Stated task: Please write out every one of the rows below word for word, changing nothing and leaving none out.
<<<<
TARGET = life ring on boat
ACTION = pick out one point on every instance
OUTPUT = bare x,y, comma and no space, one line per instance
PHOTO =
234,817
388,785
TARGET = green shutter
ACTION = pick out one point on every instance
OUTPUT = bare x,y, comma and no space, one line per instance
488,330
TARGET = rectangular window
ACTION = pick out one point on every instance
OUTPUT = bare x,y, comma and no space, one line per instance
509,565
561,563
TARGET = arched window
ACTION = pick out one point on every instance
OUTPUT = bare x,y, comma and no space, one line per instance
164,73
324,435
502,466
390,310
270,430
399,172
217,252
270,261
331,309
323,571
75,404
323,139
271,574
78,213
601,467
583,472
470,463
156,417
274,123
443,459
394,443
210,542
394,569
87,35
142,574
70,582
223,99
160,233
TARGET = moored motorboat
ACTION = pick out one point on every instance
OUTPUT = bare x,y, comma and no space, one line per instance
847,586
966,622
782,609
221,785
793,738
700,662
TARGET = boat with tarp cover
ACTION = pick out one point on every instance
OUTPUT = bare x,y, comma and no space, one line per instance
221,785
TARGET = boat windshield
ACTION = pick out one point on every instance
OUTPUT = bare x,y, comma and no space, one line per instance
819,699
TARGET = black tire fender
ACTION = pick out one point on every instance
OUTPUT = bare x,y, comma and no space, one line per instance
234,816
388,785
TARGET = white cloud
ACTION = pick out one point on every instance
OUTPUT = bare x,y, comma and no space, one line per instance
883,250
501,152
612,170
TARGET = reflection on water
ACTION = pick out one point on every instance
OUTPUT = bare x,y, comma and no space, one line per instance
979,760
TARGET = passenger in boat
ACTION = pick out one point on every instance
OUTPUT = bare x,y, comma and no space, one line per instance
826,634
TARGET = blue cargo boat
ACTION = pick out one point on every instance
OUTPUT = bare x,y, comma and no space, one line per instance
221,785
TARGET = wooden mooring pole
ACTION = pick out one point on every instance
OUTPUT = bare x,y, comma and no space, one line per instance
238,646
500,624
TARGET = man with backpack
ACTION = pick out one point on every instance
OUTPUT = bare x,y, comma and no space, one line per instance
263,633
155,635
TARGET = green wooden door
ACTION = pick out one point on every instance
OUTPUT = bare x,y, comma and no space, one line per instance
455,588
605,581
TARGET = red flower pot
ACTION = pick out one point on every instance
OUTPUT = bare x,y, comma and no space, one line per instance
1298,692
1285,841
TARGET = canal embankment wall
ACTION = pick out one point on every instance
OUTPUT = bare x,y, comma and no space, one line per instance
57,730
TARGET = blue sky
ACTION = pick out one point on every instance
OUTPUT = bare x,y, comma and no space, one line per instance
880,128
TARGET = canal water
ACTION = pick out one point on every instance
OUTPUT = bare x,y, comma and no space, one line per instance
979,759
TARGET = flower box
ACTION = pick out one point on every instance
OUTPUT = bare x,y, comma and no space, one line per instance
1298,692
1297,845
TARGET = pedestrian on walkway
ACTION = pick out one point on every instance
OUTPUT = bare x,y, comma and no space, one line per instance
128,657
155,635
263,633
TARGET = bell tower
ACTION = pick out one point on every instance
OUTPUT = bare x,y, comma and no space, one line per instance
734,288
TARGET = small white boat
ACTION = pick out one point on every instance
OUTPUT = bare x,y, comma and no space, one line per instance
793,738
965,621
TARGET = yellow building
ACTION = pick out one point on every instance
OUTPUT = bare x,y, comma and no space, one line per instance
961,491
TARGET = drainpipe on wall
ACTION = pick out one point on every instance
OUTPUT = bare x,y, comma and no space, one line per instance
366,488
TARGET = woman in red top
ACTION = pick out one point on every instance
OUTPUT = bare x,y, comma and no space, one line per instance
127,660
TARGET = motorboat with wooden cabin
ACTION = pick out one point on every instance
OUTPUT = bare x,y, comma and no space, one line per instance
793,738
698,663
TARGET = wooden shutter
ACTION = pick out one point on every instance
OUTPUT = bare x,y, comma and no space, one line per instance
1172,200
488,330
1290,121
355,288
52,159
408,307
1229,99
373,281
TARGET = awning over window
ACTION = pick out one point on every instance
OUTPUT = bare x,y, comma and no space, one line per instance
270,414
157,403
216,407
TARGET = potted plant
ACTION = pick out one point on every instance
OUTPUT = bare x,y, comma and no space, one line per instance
>>>>
Problem solution:
TARGET = life ring on boat
ACTION = pick out one point on every instance
OUTPUT = bare x,y, comma and no space, one line per instance
PHOTO =
234,817
388,785
TARGET = green shutter
ACTION = pick out one point on every instance
OUTPUT = bare x,y, comma and no space, one line per instance
488,330
TARGET = rectangular window
ACTION = pick out one point on every instance
OUTPUT = bare x,y, comma and no space, one line per instance
509,565
561,563
TARGET = arched window
ACTION = pick out one point on every instance
OUTPUT = bare x,y, comma and no space, one line per instance
164,73
324,435
502,466
390,310
270,430
399,172
217,252
270,261
331,309
323,571
75,404
323,139
271,574
78,213
601,467
583,472
470,463
156,417
274,123
443,459
394,443
210,542
394,569
87,35
142,574
70,582
223,99
160,233
TARGET = moored motorboat
ACTION = pick out one point on every instance
OUTPUT = bare x,y, comma and no space, one line per instance
847,586
966,622
782,609
221,785
793,738
700,662
TARGET = boat with tarp cover
ACTION = pick out one point on every instance
OUTPUT = bare x,y, comma and no space, one line per instance
221,785
TARGET = boat windshield
ACTION = pick out one point on every instance
OUTPUT = bare x,y, comma and no space, one line per instance
819,699
TARGET = black tire fender
ACTION = pick out one point on every instance
OUTPUT = bare x,y, comma and no space, one line per instance
234,816
388,785
TARGET = white cloud
ACTION = pick out one point on every instance
OUTPUT = bare x,y, comma and no space, one line per instance
883,250
501,152
612,170
TARGET = reflection on water
ACTION = pick out one point on every instance
OUTPUT = bare x,y, comma and no space, one line per instance
979,760
TARGET = passenger in boat
ACTION = pick out one point on every instance
OUTPUT = bare x,y, comma and no space, one line per instance
826,634
TARGET = blue cargo boat
ACTION = pick out one point on every instance
OUTPUT = bare x,y, comma and no space, one line per instance
221,785
TARGET = wooden mooring pole
ACTION = pick out one point on every instance
OUTPUT = bare x,y, comma and no space, one line per instance
238,646
500,624
TARGET = man with backpack
ACTION = pick out one point on every instance
OUTPUT = bare x,y, comma and no space, one line per instance
263,633
155,635
TARGET = green wooden door
ACTION = pick out one point on every instance
OUTPUT = bare x,y, comma and no space, one line per instance
455,588
605,581
TARGET = red flower pot
ACTION = pick out one point on every instance
OUTPUT = bare x,y, comma and no space, one line per instance
1298,692
1285,841
TARGET = canal embankment wall
ACTION = pick out one point on every instance
OUTPUT = bare x,y, comma and no space, one line per instance
57,730
TARGET = blue sky
ACTION = pick out one point on every instance
OUTPUT = bare x,y, comma and no space, one line per instance
880,128
TARGET = canal water
ACTION = pick out one point on every instance
OUTPUT = bare x,y, comma and no space, one line per instance
979,759
TARGET = flower box
ACTION = pick out one point on every instance
OUTPUT = bare x,y, comma and no space, one line per instance
1298,692
1297,845
TARGET = pedestrian on walkway
ACTION = pick out one point on every instance
OUTPUT = bare x,y, comma and no space, one line per instance
128,657
155,635
263,633
TARGET = bell tower
ACTION = pick out one point on every instance
OUTPUT = bare x,y, comma and no space, one line per instance
734,288
TARGET = small white boat
ACTION = pick out one point on every instance
OUTPUT = bare x,y, comma and no space, one line per instance
793,738
965,621
TARGET = yellow building
ACTION = pick out one point on every instance
OUTPUT = bare x,y, comma and no space, one line per instance
961,491
TARGET = drainpipe on wall
ACTION = pick out one point on every instance
OUTPUT = bare x,y, comma and no space, one line per instance
366,488
TARGET = woman in red top
ACTION = pick out one point on every instance
OUTPUT = bare x,y, comma and no space, one line per instance
127,660
TARGET = motorboat with wooden cabin
ACTION = pick out one point on every instance
OUTPUT = bare x,y, comma and no space, one line per instance
793,738
698,663
TARGET = wooden shutter
ACTION = pick out one point on every instance
OUTPUT = bare x,y, comma and no space, one line per instance
1172,200
488,330
1290,121
355,288
52,159
408,307
1229,99
373,281
TARGET = awning over window
ACTION = pick out one point on every instance
OUTPUT = bare x,y, comma and no space, one line per instance
270,414
157,403
216,407
TARGET = potted plant
ACTION = pick out one point on every instance
OUTPUT = bare x,y, comma and no space, one line per instance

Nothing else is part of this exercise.